» **Jobs**
**1.** Please copy the passage of the BitShift thread between "Thanks for your" and "to be a bug.", inclusive.
**2.** Name every function called in the short code sample posted in the BitShift thread.

» **Selection**

BitShift produces unexpected result

[VeeDub]

Hi,

BitShift is not working the way I expect. Would appreciate someone reviewing the following example.

$EAX = 0xd7c0462b
$Y  = BitShift($EAX,0x10)
MsgBox(0,"Y",hex($Y))

Y = FFFFD7C0

I expected Y = 0000D7C0

Thanks

VW

[Valik]

The results are consistent with C++ and are correct according to MSDN:

The right shift operator causes the bit pattern in the first operand to be shifted right the number of bits specified by the second operand. Bits vacated by the shift operation are zero-filled for unsigned quantities. For signed quantities, the sign bit is propagated into the vacated bit positions. The shift is a logical shift if the left operand is an unsigned quantity; otherwise, it is an arithmetic shift.

AutoIt uses signed integers internally.

[VeeDub]

The results are consistent with C++ and are correct according to MSDN:

AutoIt uses signed integers internally.

Hi Valik,

Thanks for your response, as that explains the values that AutoIt is returning.

I think it would be helpful if your explanation is added to the AutoIt help for the BitShift function (and any other function where the internal use of signed integers can affect the results that AutoIt returns).

While there is logic to AutoIt's behaviour, it is also potentially a trap for the unwary. Undocumented, this behaviour could appear to be a bug.

Coordinate annotation records:
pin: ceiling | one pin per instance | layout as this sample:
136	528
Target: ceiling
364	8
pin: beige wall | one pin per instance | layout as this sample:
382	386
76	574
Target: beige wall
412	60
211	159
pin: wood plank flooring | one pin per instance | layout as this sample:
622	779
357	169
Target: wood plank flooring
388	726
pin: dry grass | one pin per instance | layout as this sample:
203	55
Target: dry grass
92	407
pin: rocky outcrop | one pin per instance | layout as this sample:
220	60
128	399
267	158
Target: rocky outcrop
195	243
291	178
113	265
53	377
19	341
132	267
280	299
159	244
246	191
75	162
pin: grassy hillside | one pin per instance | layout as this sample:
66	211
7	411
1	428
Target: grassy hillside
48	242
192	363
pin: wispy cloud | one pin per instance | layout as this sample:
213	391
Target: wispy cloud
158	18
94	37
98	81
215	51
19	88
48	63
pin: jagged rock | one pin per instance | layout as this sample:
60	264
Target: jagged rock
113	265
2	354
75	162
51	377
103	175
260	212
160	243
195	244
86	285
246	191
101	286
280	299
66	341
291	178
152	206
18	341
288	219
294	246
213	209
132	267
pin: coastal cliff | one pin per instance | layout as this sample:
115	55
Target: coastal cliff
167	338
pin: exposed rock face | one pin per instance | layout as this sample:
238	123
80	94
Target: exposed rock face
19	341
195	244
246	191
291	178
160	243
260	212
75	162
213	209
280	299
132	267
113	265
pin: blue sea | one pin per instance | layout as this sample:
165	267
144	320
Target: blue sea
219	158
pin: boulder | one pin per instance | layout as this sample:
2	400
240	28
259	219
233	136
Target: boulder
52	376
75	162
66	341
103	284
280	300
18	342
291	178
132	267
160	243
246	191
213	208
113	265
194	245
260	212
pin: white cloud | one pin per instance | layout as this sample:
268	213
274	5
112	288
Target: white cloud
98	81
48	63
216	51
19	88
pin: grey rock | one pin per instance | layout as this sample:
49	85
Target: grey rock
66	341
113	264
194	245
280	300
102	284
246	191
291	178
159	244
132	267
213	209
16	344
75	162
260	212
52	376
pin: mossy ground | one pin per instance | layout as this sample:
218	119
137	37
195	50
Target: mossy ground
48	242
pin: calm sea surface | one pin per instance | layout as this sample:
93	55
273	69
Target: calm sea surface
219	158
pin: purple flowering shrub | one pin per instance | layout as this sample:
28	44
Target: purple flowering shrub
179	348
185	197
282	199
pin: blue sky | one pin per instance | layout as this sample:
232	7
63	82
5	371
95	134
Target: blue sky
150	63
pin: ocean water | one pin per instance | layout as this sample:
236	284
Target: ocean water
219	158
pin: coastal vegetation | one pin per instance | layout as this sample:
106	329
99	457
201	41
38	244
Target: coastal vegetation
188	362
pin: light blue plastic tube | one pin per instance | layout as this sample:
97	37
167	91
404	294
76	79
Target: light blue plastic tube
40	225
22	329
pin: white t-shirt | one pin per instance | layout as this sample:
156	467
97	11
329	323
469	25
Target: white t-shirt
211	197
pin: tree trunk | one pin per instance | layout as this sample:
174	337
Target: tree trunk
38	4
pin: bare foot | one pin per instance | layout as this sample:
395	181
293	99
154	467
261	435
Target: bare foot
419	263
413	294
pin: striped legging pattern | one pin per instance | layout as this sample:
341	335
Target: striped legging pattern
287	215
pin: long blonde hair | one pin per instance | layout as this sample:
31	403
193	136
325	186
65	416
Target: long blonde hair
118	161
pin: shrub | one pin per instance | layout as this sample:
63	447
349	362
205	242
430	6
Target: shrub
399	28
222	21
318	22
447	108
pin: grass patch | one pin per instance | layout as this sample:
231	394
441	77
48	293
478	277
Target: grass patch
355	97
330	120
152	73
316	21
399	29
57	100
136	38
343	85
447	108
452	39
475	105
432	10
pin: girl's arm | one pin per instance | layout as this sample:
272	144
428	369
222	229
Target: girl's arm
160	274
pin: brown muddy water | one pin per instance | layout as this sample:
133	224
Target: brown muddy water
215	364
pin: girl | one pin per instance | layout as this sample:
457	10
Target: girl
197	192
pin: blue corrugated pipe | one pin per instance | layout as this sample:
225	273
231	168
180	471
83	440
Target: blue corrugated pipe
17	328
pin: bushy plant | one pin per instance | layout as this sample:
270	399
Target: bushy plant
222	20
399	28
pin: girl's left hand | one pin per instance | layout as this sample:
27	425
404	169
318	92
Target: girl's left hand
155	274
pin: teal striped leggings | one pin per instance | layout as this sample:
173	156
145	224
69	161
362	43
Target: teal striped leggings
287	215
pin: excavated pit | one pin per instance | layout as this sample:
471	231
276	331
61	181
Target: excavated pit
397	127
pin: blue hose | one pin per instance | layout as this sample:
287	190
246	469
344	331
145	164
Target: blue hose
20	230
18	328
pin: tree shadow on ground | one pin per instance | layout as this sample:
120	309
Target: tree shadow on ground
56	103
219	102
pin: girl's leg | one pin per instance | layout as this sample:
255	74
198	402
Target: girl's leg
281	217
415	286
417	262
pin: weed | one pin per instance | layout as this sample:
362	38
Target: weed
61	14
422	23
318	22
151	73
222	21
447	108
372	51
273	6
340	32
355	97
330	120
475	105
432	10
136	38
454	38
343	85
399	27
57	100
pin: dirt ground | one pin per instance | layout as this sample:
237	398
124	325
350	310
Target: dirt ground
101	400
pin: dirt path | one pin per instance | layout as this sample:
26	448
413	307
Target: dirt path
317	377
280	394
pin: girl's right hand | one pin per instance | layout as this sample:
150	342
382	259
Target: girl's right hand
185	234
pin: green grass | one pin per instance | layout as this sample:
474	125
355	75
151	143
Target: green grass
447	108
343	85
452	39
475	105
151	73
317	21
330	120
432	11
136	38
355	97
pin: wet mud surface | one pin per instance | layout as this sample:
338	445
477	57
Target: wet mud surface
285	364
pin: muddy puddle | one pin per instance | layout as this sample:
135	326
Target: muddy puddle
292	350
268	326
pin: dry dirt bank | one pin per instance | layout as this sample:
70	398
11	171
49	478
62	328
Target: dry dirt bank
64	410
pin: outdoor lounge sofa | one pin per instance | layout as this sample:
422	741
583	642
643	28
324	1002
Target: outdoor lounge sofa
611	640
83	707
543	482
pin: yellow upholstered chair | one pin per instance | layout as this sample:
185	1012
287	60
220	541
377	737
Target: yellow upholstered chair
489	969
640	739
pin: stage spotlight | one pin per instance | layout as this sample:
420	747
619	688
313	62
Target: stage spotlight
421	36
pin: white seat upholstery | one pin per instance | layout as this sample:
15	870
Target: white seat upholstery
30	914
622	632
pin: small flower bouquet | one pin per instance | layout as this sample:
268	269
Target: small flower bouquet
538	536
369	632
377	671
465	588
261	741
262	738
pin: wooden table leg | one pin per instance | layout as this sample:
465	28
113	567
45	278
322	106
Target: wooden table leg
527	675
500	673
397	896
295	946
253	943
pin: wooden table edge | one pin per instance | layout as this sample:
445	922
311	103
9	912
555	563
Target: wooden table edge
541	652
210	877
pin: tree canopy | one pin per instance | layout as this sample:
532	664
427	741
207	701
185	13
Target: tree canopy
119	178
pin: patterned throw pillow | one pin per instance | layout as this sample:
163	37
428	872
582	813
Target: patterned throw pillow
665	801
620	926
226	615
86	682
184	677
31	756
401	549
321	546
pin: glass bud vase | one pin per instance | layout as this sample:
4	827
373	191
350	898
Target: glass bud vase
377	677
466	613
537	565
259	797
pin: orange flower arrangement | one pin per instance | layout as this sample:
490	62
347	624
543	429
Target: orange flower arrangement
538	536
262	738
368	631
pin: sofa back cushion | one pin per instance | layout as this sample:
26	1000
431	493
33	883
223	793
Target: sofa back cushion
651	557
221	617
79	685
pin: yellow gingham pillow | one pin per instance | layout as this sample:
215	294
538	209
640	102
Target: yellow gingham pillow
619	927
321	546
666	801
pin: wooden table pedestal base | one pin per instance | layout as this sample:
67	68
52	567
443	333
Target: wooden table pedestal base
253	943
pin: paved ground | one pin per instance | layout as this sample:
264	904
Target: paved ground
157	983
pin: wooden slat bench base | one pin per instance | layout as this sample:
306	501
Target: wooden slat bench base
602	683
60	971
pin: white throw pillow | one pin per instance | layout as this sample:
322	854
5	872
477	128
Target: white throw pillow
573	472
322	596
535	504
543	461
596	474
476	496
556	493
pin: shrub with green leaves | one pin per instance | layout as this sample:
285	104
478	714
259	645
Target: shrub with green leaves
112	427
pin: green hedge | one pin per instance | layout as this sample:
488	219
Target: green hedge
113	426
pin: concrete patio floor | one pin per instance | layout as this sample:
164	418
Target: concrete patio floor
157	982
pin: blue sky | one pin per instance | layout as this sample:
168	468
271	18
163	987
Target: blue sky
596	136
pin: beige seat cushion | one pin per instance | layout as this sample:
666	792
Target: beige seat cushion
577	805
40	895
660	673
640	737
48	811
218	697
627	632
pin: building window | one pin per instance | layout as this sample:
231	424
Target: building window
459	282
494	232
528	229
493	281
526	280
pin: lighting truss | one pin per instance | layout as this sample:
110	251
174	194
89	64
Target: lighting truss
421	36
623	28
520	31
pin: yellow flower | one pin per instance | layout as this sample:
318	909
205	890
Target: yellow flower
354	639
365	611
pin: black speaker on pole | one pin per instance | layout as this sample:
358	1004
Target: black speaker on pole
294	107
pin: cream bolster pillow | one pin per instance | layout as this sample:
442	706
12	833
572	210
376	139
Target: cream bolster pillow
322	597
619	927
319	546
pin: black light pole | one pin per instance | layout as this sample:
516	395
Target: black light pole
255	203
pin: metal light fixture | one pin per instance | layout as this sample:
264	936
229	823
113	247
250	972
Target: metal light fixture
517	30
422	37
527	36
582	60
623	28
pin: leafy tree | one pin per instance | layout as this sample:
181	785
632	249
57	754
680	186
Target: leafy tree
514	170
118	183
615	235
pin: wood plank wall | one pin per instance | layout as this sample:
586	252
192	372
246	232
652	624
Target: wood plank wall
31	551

» **Solution list**
**1.**
Thanks for your response, as that explains the values that AutoIt is returning.

I think it would be helpful if your explanation is added to the AutoIt help for the BitShift function (and any other function where the internal use of signed integers can affect the results that AutoIt returns).

While there is logic to AutoIt's behaviour, it is also potentially a trap for the unwary. Undocumented, this behaviour could appear to be a bug.

**2.** BitShift, MsgBox, hex